Kutipan Dokumen »
* * * *

IRGSC Policy Brief No 013, February 2015 Research and analysis from the Institute of Resource Governance and Social Change (IRGSC) www.irgsc.org
Menuju Pembangunan Sanitasi yang Berkelanjutan: Pembelajaran dari Program Sanitasi Total Berbasis Masyarakat Nike Frans
Sanitasi merupakan salah satu fokus pembangunan di wilayah Provinsi Nusa Tenggara Timur dalam beberapa tahun terakhir ini. Hal tersebut disebabkan karena profil sanitasi di NTT masih tergolong rendah. Sebagai contoh, data Riset Kesehatan Dasar (Riskesdas) tahun 2013 menunjukkan bahwa di NTT, persentase rumah tangga yang memiliki akses terhadap fasilitas sanitasi improved sebanyak 30,5 %, sedangkan sisanya 69,5 belum memiliki akses sanitasi improved. Angka tersebut cukup jauh jika debandingkan dengan rata-rata Indonesia, dimana rata-rata sanitasi improved sebesar 59,8%, sedangkan sisanya 40,2% unimproved. Yang digolongkan dalam fasilitas sanitasi improved adalah rumah tangga yang menggunakan fasilitas Buang Air Besar (BAB) milik sendiri, tempat BAB berjenis leher angsa atau plengsengan, dan tempat pembuangan akhir tinja jenis tangki septik. Sementara kategori fasilitas sanitasi unimproved adalah sebaliknya, yakni rumah tangga yang menggunakan fasilitas BAB milik bersama, fasilitas umum, atau BAB sembarangan (Open Defecation). Kemudian sarana jamban cemplung, dan pembuangan akhir tinja tidak di tangki septik. Pengenalan sanitasi improved maupun unimproved selanjutnya dikenalkan kepada masyarakat dengan istilah ‘WC sehat’ atau ‘jamban sehat’. Sanitasi sendiri tidak hanya menyangkut BAB dan fasilitasnya. Keputusan Menteri Kesehatan Republik Indonesia Nomor 852/Menkes/IX/2008 menyatakan bahwa sanitasi total adalah kondisi ketika suatu komunitas tidak BAB sembarangan, mencuci makanan pakai sabun, mengelola air minum dan makanan yang aman, mengelola sampah dengan benar, serta mengelola limbah cair rumah tangga dengan aman. Kelima kondisi sanitasi total tersebut merupakan lima pilar sanitasi. Meskipun demikian, BAB dan fasilitasnya mendapat fokus yang lebih intensif dalam bidang sanitasi, atau menjadi indikator utama tanpa mengenyampingkan aspek sanitasi lainnya. 1|P a g e
IRGSC Policy Brief No 013, February 2015
Level sanitasi tidak saja menjadi lambang kemajuan peradaban suatu wilayah. Hal yang lebih penting bahwa sanitasi merupakan indikator ketersediaan sarana kebersihan yang layak untuk menjamin kesehatan masyarakat. Komponen sanitasi terkesan seperti hal-hal sederhana karena berkaitan dengan perilaku sehari-hari. Namun, jika sanitasi total tidak dipraktekkan secara benar, resiko yang akan dihadapi masyarakat tidak bisa diremehkan. Penyakit berbasis lingkungan seperti diare, malaria, demam berdarah, dan kecacingan yang tidak sedikit memakan korban merupakan dampak dari perilaku sanitasi yang buruk.

* * * *

Catatan Tersedia »
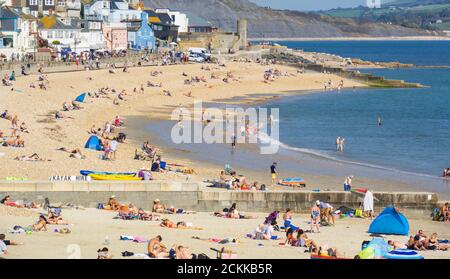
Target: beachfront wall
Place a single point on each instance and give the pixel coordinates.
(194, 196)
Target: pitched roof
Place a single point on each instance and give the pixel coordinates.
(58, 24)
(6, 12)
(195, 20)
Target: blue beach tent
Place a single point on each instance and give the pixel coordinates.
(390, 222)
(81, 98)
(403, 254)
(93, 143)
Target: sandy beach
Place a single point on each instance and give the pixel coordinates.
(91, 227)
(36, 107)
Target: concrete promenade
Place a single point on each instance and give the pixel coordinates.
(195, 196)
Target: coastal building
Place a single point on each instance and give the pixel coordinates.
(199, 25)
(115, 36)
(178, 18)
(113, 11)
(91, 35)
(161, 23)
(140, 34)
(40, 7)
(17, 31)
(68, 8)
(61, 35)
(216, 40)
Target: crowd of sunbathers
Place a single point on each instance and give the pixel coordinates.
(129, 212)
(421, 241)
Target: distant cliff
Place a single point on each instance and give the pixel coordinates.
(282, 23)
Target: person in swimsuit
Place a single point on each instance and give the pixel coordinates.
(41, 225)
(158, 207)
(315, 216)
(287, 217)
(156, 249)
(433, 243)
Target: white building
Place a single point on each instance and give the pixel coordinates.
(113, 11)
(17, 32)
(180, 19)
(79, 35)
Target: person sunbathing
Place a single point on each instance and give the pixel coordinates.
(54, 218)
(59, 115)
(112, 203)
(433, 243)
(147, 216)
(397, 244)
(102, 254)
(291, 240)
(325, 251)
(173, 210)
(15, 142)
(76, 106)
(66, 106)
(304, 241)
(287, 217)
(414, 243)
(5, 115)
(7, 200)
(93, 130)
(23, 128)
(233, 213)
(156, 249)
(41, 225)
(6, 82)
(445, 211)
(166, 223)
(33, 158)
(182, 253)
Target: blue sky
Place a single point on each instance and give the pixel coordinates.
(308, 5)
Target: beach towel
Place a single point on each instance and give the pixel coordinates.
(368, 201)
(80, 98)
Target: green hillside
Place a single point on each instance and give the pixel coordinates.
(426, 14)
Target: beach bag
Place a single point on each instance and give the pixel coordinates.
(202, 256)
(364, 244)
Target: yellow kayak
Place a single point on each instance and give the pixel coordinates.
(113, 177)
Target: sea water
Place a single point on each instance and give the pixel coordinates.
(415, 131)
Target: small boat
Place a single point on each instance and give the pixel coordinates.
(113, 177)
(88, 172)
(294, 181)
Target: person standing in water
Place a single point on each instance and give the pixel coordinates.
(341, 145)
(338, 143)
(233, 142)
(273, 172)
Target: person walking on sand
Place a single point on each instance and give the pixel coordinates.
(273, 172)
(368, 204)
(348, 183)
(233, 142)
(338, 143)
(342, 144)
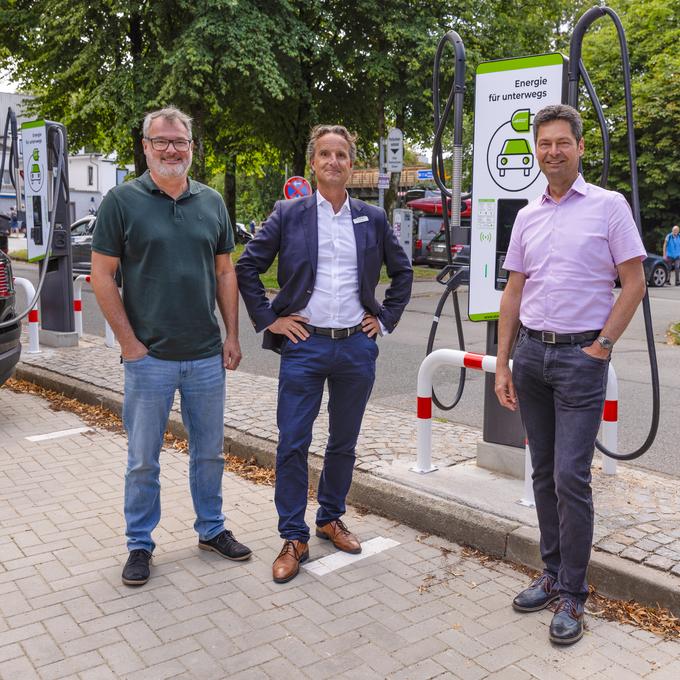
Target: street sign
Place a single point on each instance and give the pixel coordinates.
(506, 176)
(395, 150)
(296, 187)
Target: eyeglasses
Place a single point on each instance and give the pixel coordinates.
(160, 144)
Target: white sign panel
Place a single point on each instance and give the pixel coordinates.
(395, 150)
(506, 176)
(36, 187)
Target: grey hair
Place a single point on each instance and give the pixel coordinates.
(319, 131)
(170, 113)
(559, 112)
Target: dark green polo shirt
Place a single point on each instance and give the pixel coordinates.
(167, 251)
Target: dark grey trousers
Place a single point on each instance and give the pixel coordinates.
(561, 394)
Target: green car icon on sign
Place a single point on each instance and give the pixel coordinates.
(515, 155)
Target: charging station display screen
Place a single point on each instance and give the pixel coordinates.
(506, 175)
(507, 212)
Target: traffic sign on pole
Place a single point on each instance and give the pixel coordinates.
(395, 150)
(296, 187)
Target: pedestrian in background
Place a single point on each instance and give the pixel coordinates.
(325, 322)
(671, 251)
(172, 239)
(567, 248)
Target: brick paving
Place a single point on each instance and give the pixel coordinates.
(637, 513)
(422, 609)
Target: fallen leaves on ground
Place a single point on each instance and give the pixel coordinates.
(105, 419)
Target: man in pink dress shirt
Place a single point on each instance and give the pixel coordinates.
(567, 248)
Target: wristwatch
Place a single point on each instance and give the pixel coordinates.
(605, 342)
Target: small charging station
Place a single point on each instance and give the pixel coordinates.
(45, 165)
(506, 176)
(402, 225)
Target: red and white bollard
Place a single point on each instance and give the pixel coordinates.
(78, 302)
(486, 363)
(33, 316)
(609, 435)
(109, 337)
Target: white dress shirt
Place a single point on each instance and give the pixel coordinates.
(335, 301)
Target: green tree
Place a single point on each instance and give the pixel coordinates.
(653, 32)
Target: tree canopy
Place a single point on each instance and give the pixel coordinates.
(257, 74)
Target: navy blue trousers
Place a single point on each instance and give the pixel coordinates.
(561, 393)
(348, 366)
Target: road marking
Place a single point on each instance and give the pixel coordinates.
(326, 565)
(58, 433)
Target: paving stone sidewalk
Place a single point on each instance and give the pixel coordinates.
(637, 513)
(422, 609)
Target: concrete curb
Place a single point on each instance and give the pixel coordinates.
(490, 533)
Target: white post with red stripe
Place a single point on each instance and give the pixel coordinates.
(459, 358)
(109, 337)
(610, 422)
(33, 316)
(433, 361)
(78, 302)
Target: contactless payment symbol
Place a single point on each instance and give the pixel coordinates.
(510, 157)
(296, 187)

* * * *

Tujuan 1 » Menurut kutipan dokumen tentang sanitasi di NTT, berapa persen rumah tangga di NTT yang memiliki akses terhadap fasilitas sanitasi improved berdasarkan data Riskesdas tahun 2013?
Tujuan 2 » Temukan semua baris dalam catatan yang memuat kata "white", lalu salin baris-baris itu.
Kutipan dokumen dan catatan di atas adalah dua bahan yang berdiri sendiri.

Jawaban Benar 1 » Sebanyak 30,5% rumah tangga di NTT memiliki akses terhadap fasilitas sanitasi improved.

Jawaban Benar 2 »
Target: white building
Target: white sign panel
Target: red and white bollard
Target: white dress shirt
Target: white post with red stripe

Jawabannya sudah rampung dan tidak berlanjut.